§ FRAGMENTO:

____

Nuestro hermano, nos recuerda que hace 60 años, un día como hoy 11 de octubre de 1962, se inauguraba este gran hito histórico eclesial, convocado por el Papa Juan XXIII, acá su mirada actual de ese acontecimiento
Sergio Silva sscc
El Concilio Vaticano II: Testimonio Personal del ayer y del hoy
Hace 60 años, el 11 de octubre de 1962, se inauguró el Concilio Vaticano II, convocado por el papa Juan XXIII tres años antes. En este escrito doy un testimonio personal de cómo viví (cómo vivimos) los cuatro años que duró y cómo veo la situación actual de la iglesia. Casi está de más decir que son apreciaciones personales, que no tienen por qué ser compartidas por otros. Pero que nos pueden ayudar a pensar.
- El ayer
a) Mi experiencia del Concilio está marcada por las lecturas de los resúmenes de las intervenciones de los Padres durante el Concilio que se hacían en el comedor de Los Perales[1]; estas lecturas desencadenaban luego en el recreo nuestros apasionados comentarios, en los que tomábamos partido por los Padres pastorales (alrededor de un 90% de los padres conciliares que, en total, eran casi 2.500), que iban contra las cosas preparadas por la Curia (que lograba la adhesión de alrededor de un 10% de los padres). Porque en el Concilio se enfrentaron dos teologías y dos formas de entender la pastoral; por un lado, la neo escolástica; por otro una teología que se viene renovando en los países centroeuropeos, gracias a tres grandes movimientos que tienen sus raíces en los siglos anteriores: el movimiento bíblico, el movimiento patrístico y el movimiento litúrgico.

____

§ TAREA A: Ajusta cada coordenada de los puntos registrados en el listado de abajo sumándole -4, sin tocar el ejemplo de formato, y vuelve a escribir todas las líneas del listado sin omitir ninguna.

____

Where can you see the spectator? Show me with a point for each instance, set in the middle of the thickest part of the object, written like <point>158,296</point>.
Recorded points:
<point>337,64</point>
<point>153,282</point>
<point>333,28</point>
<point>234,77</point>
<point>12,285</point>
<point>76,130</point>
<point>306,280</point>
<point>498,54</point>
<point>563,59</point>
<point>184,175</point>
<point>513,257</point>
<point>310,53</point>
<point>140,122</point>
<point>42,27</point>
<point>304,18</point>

____

§ TAREA B: Reproduce íntegro y sin cambios el fragmento sobre el Concilio Vaticano II.

§ RESULTADO A:
Where can you see the spectator? Show me with a point for each instance, set in the middle of the thickest part of the object, written like <point>158,296</point>.
Recorded points:
<point>333,60</point>
<point>149,278</point>
<point>329,24</point>
<point>230,73</point>
<point>8,281</point>
<point>72,126</point>
<point>302,276</point>
<point>494,50</point>
<point>559,55</point>
<point>180,171</point>
<point>509,253</point>
<point>306,49</point>
<point>136,118</point>
<point>38,23</point>
<point>300,14</point>

§ RESULTADO B:
Nuestro hermano, nos recuerda que hace 60 años, un día como hoy 11 de octubre de 1962, se inauguraba este gran hito histórico eclesial, convocado por el Papa Juan XXIII, acá su mirada actual de ese acontecimiento
Sergio Silva sscc
El Concilio Vaticano II: Testimonio Personal del ayer y del hoy
Hace 60 años, el 11 de octubre de 1962, se inauguró el Concilio Vaticano II, convocado por el papa Juan XXIII tres años antes. En este escrito doy un testimonio personal de cómo viví (cómo vivimos) los cuatro años que duró y cómo veo la situación actual de la iglesia. Casi está de más decir que son apreciaciones personales, que no tienen por qué ser compartidas por otros. Pero que nos pueden ayudar a pensar.
- El ayer
a) Mi experiencia del Concilio está marcada por las lecturas de los resúmenes de las intervenciones de los Padres durante el Concilio que se hacían en el comedor de Los Perales[1]; estas lecturas desencadenaban luego en el recreo nuestros apasionados comentarios, en los que tomábamos partido por los Padres pastorales (alrededor de un 90% de los padres conciliares que, en total, eran casi 2.500), que iban contra las cosas preparadas por la Curia (que lograba la adhesión de alrededor de un 10% de los padres). Porque en el Concilio se enfrentaron dos teologías y dos formas de entender la pastoral; por un lado, la neo escolástica; por otro una teología que se viene renovando en los países centroeuropeos, gracias a tres grandes movimientos que tienen sus raíces en los siglos anteriores: el movimiento bíblico, el movimiento patrístico y el movimiento litúrgico.